··· SELECTED TEXT ···
The early 1970s saw a sudden spurt in suspense thrillers, murder mysteries, fast-paced noir films involving the then relatively newer generation of heroes: from the waning superstar Rajesh Khanna to the emerging phenomenon who has dominated the silver screen, Amitabh Bachchan — who in the aftermath of “Zanjeer”, or even otherwise acted in many of them. “Benaam”, though not the best of them, was one of them — a fast-paced murder mystery with all the ingredients of a thriller conceived and scripted by the director (Narender Bedi) together with Jayant Dharmadhikari. It ostensibly drew more than just inspiration from Alfred Hitchcock’s original 1934 film (he remade a vastly different version of it in 1956 with James Stewart and Doris Day) “The Man Who Knew Too Much” starring Leslie Banks, Edna Best and Peter Lorre.
In many ways the Hindi version was somewhat petered down in intensity due to the lacklustre emotional track and forced comic situations. It was somewhat salvaged by intelligent editing (Waman Bhosle/Gurudatt Shirali), a gripping background score (R.D. Burman), punch lined dialogue (Kader Khan) and good cinematography (Kaka Thakur). But despite all these scoring elements it was only a modest success at the box office, thus fuelling the impression that however good, films with no repeat value are seldom money spinners.
···
**REQUIREMENTS:**
1. From the review of the film "Benaam", copy the words from "In many ways" up to and including "seldom money spinners.".
2. Write the next part of the review of the film "Benaam", picking up after its last sentence.
··· DATASET SECTION ···
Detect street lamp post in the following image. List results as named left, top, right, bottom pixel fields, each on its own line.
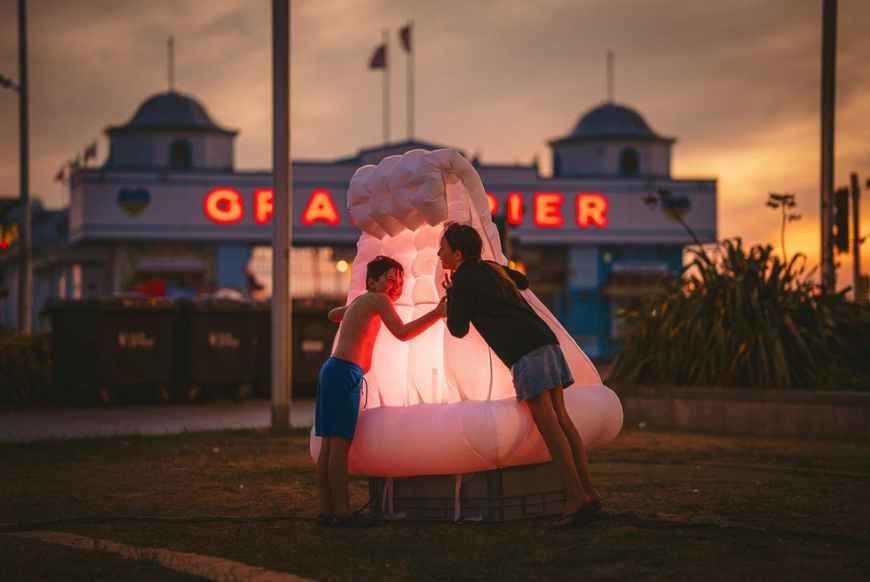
···
**TASK ANSWERS:**
1.
In many ways the Hindi version was somewhat petered down in intensity due to the lacklustre emotional track and forced comic situations. It was somewhat salvaged by intelligent editing (Waman Bhosle/Gurudatt Shirali), a gripping background score (R.D. Burman), punch lined dialogue (Kader Khan) and good cinematography (Kaka Thakur). But despite all these scoring elements it was only a modest success at the box office, thus fuelling the impression that however good, films with no repeat value are seldom money spinners.

2.
It had only three songs with the title one, “Mein benaam ho gaya”, picturised on singer Narender Chanchal himself towards the end, while of the other two “Aaa raat jati hai”, a duet (Mohammed Rafi-Asha Bhosle), was picturised not on the lead pair but during a party sequence involving Amitabh Bachchan and Helen who, indeed, looks ravishingly fresh, and “Ek din hansne” (Lata Mangeshkar). It had a weak emotional track, the compatibility completely lacking between the lead pair. Moushami, in any case, was miscast. The comedy track too was somewhat patchy and unconvincing, though the original screenplay must have provided adequate space for relief in an otherwise intense drama that needed some lighter moments.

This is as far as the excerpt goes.